::: RAW RECORDS :::

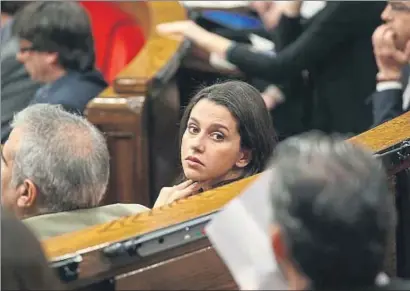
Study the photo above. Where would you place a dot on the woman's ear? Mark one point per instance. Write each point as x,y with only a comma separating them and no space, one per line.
27,194
245,157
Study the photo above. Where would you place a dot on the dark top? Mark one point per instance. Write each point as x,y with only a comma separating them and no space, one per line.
335,48
388,104
394,284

:::

WHAT IS ASKED: Only the lines from the one containing "on the dark" through the end of the entries above belong in the answer; repeat them exactly.

TASK RESPONSE:
Study the photo above. Where would you place a dot on the dark top? Mark one point per instance. Write each point as x,y with only a comma separating them and no space, one per line.
335,48
388,104
394,284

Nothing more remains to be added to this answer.